### Stated exercise 1
Answer these questions about the ring queue write-up:
(a) Which thread takes the head of the queue and becomes its leader?
(b) What value must a write counter never be left set to at tail?
(c) When the messages are going to be dropped, what is written before tail is restored?

MAJOR: ring: implement a waiting queue in front of the ring
The queue-based approach consists in forcing threads to wait away from
the work area so as not to disturb the current writer, and to prepare
the work by grouping them in a queue. The last arrived takes the head
of the queue by placing its preinitialized ring cell there, becomes the
queue's leader, informs itself about the amount of previously accumulated
bytes so that when its turn comes, it immediately knows how much room is
needed to be released.
It can then take the whole queue with it, leaving an empty one for new
threads to come while it's releasing the room needed to copy everything.
By doing so we're cascading contention areas so that multiple parts can
work in parallel.
Note that we must never leave a write counter set to 0xFF at tail, and
this happens when a message cannot fit and we give up, because in this
case we're writing back tail_ofs, and only later we restore the counter.
The solution here is to make a special case when we're going to drop
the messages, and to write the readers count before restoring tail.

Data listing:
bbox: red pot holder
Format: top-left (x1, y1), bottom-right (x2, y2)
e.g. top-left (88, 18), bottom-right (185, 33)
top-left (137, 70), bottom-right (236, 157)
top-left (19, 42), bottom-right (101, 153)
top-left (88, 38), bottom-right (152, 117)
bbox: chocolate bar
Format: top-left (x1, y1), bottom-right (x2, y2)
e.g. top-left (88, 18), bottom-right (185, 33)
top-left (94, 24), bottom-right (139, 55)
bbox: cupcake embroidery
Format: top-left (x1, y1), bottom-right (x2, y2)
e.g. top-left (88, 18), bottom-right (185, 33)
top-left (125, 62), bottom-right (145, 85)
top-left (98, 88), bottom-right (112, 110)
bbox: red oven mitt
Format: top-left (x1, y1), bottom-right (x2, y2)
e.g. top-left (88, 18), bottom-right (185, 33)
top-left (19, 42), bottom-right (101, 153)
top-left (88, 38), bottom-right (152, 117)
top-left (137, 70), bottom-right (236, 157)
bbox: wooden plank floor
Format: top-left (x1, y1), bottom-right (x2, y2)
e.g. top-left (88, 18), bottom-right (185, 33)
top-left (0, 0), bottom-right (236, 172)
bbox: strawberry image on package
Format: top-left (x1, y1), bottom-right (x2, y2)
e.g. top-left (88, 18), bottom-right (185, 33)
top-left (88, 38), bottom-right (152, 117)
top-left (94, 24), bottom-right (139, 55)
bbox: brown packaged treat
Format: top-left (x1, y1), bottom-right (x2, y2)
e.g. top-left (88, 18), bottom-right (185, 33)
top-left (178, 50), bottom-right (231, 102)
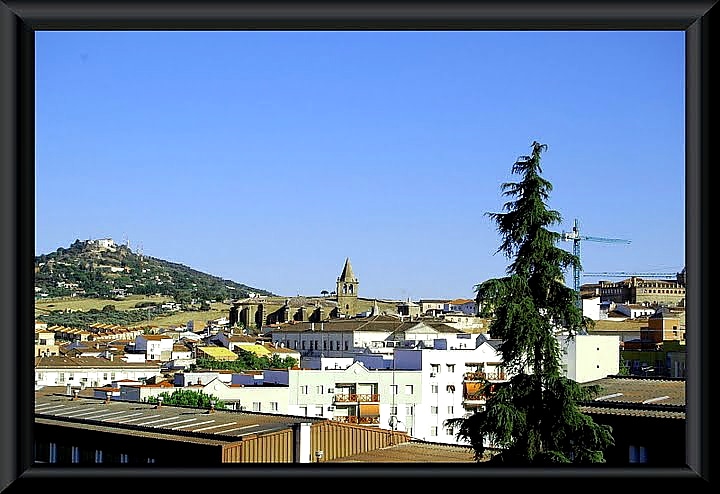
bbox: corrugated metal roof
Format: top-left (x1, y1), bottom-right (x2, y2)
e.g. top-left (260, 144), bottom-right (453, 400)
top-left (329, 441), bottom-right (476, 463)
top-left (35, 391), bottom-right (328, 442)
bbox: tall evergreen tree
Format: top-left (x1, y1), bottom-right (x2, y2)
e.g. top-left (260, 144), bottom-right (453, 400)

### Stated exercise 2
Copy the data listing word for word, beginning at the line that has "bbox: brown packaged treat" and going through the end of the listing. Leave the picture out of your copy.

### Task output 1
(a) The last one to arrive, which places its preinitialized ring cell at the head of the queue.
(b) 0xFF.
(c) The readers count.

### Task output 2
bbox: brown packaged treat
Format: top-left (x1, y1), bottom-right (x2, y2)
e.g. top-left (88, 18), bottom-right (185, 33)
top-left (178, 50), bottom-right (231, 102)
bbox: corrugated metal roof
Format: top-left (x1, y1), bottom-right (x2, y2)
e.g. top-left (260, 144), bottom-right (453, 400)
top-left (329, 441), bottom-right (476, 463)
top-left (35, 391), bottom-right (328, 442)
bbox: tall evergreen tree
Format: top-left (x1, y1), bottom-right (x2, y2)
e.g. top-left (260, 144), bottom-right (453, 400)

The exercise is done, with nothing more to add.